● Exercise description: Copy out every record below word for word, leaving out the pictures.

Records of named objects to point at
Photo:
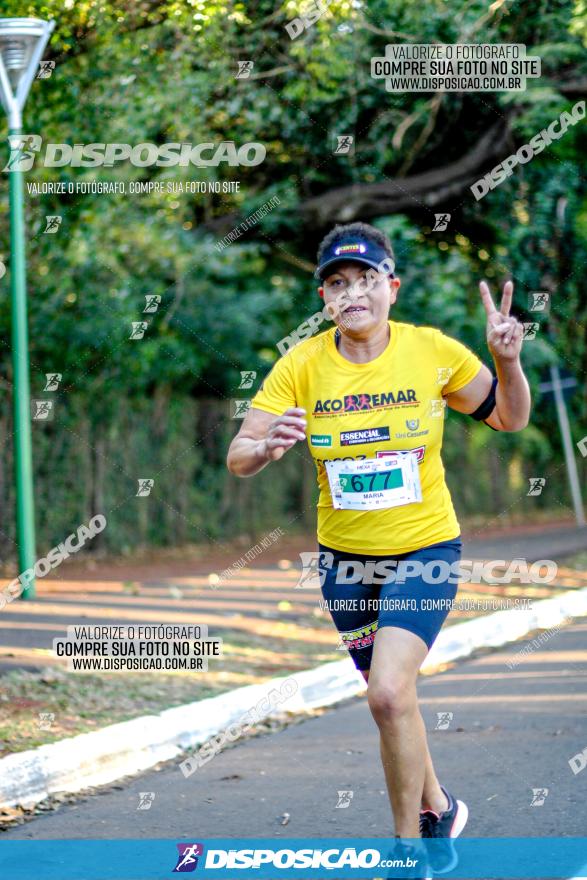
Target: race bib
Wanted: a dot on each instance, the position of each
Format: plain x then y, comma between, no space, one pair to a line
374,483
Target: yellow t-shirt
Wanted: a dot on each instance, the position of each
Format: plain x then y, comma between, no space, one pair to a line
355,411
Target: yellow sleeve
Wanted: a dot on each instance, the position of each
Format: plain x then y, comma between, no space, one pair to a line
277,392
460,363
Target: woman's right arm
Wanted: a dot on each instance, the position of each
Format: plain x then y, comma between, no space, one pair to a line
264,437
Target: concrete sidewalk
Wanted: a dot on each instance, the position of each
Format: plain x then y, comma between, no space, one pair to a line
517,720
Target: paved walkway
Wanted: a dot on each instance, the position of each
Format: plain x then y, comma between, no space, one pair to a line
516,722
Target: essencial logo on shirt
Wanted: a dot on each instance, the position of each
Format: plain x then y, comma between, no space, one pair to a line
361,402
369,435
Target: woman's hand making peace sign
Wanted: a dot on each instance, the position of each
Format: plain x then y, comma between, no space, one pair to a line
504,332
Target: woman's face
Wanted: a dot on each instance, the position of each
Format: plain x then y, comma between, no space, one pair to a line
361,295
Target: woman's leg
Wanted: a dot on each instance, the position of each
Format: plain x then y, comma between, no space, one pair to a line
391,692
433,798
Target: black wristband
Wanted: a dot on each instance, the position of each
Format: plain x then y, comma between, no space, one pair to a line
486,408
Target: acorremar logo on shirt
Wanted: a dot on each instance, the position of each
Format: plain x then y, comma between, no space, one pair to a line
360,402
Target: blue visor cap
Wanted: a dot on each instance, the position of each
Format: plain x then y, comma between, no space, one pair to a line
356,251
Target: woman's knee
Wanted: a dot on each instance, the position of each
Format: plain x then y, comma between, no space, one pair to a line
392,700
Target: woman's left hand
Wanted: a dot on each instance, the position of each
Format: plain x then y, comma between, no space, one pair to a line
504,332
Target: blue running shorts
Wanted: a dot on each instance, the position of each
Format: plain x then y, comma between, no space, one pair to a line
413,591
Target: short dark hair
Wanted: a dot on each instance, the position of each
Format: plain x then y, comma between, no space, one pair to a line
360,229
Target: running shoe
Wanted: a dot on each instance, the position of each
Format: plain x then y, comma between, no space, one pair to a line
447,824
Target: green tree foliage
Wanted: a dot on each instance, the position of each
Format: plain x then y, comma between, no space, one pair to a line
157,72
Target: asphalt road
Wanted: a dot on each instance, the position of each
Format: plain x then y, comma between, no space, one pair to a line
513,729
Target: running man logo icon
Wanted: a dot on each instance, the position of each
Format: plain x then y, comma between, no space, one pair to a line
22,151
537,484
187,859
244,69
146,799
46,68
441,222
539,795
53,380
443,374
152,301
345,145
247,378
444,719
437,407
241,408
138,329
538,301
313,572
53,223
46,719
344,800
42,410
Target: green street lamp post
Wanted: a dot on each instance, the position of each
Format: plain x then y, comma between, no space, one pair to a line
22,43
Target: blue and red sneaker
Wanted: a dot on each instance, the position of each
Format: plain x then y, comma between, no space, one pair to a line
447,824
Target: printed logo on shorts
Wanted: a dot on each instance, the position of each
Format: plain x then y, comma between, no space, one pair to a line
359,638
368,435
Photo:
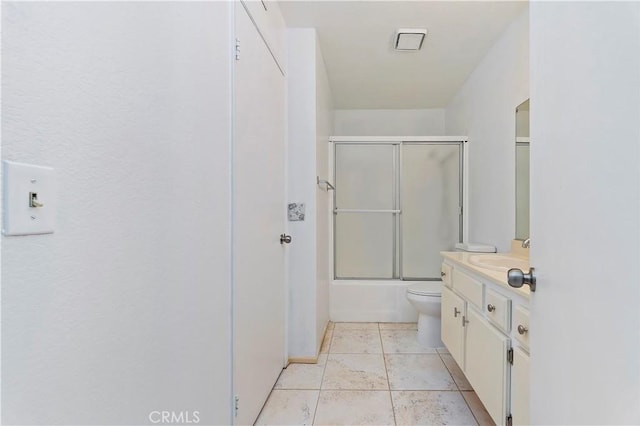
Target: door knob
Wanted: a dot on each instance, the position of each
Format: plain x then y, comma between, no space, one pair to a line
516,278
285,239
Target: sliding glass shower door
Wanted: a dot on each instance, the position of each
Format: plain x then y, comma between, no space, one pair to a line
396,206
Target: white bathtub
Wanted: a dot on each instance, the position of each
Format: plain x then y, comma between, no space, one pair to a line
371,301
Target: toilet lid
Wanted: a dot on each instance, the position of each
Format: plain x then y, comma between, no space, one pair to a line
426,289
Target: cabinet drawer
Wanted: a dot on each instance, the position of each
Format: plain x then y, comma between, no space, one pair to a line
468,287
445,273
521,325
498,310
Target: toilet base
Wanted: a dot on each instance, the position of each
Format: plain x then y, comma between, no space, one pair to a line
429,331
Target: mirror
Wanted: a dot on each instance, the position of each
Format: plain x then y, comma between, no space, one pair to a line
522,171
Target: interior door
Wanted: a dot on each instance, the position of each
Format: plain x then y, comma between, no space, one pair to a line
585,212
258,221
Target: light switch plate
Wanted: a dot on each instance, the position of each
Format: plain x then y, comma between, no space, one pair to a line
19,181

● Worked answer:
Photo:
Target: race bib
Wanted: a dot on each instance, the position of each
Format: plain x then y, comma between, no space, one pair to a line
374,483
Target: yellow t-shirt
Wanted: a dot on each instance, the position of each
Format: plain x then y, comma between, no space, one pair to a line
355,411
Target: yellow sleeve
Wanted: a dot on each instance, the position of each
Format: plain x then y, comma between, no space, one pair to a line
277,392
460,363
Target: woman's right arm
Wanted: a dot on each instance, the position of each
Format: plain x then y, comma between, no space, one pair to a line
264,437
Target: concrete sidewalk
Wanted: a dot on each instance, the position of each
Format: plain x then y, comma between, no space, one pair to a line
517,720
Target: paved walkway
Wanted: a dot on each instance, the position of each
Format: plain x then y, comma between, no space, one pair to a line
516,722
Target: essencial logo on shirt
Wanted: a dot on each instance, the position of each
Format: plain x then y, comma between, no space, one pair to a line
361,402
369,435
Target: woman's hand making peace sign
Wanted: a dot on each instance, the position of each
Format: plain x then y, comma between, no space, one pair to a line
504,332
Target: woman's face
Wanted: a dot on each instance, the position of each
Format: plain x then y, comma between, no space, one pair to a line
361,295
Target: woman's leg
Wanted: a dot on each instance, the position of each
Format: plain x then y, comma between, no space, one pair to a line
391,692
433,798
Target: black wristband
Wanted: a dot on each instance, the position of each
Format: plain x then y, comma between, no space, one pair to a line
486,408
Target: acorremar logo on shirt
Wanted: a dot on each instance, the position of each
Format: plain x then y, comma between, no space, one pair to a line
360,402
Target: blue visor cap
Wanted: a dot on each instance, the position of each
Format: plain x then y, comma between, no space, one pair to a line
356,251
Target: woman's knee
Wanted: a dot on each instance, the position of each
Format: plain x then y, comma between, no space, one pair to a line
392,700
Target: woman's left hand
Wanted: a dot on each instance, the position of each
Format: plain x then y, comma between, no space, one pair to a line
504,332
Target: blue running shorts
Wanted: a dot on each instance, the position of each
Format: plain x then y, comma between, no space, one pair to a line
413,591
Target: short dark hair
Wanted: a dot on each instance, the position of each
Format: plain x then y, comma between, no space, one pair to a line
360,229
Target: running shoe
Wanted: a dot on each instance, the position of each
Format: plain x then y, comma between, no space, one pair to a line
447,824
Target: green tree foliage
Wanted: a dot on each instance, the position of each
Format: plain x then y, comma between, no space, one pair to a line
157,72
Target: asphalt road
Wanted: a dot on each instance, the position of each
Format: plain x then y, comma between, no space, one pair to a line
513,729
Target: running man logo icon
Wanted: a dot on each instance, the position of each
Format: plain x then y, comma between, no space, one pair to a line
22,151
537,484
187,859
244,69
146,799
46,68
441,222
539,795
53,380
443,374
152,301
345,145
247,378
444,719
437,407
241,408
138,329
538,301
313,572
53,223
46,719
344,800
42,410
Target: green street lamp post
Wanted: a dot on each instance, the position of each
Format: plain x then y, comma between, no space, one pair to a line
22,43
Target: blue and red sneaker
Wanted: a dot on each instance, the position of each
Format: plain x then y, comma between, no space, one pair to a line
447,824
Target: printed logo on shorts
Wanted: a dot on each instance, the position of each
Format: plain x then y, comma between, no space, one pair to a line
359,638
368,435
Photo:
Target: door knob
Wanted: a dot on each instance, the position of each
Format: plain x then y, comma between, no space, one pair to a line
516,278
285,239
Target: sliding glass shower door
Wanted: a dot on each instance, the position of each
Format: plain x then y, comma between, no space, one pair to a line
396,206
Target: white bathtub
Wanted: a dot on each instance, the position of each
Format: plain x then y, comma between, no space, one pair to a line
371,301
Target: toilet lid
Wanted: a dot on each instance, the position of each
Format: plain x then y, comma between, no space, one pair to a line
426,289
Target: cabinet drawer
Wanted: a dot on each instance, the position of each
Format: plain x then y, comma between, no space, one pair to a line
468,287
445,273
521,325
498,310
Target: toilet base
Wanted: a dot on each instance, the position of each
Format: plain x then y, comma between, no space, one pair to a line
429,331
Target: mirror
Wanted: a dot on each instance, the position of each
Format: plain x then y, comma between, no space, one pair to a line
522,171
Target: interior door
Wanted: a dot on each instance, the position of each
Format: plain x then y, comma between, no space, one pair to a line
585,212
258,221
Target: light switch plate
Wanted: a dot on each instance, the position of each
Format: plain x then y, comma between, no space, one pair to a line
19,181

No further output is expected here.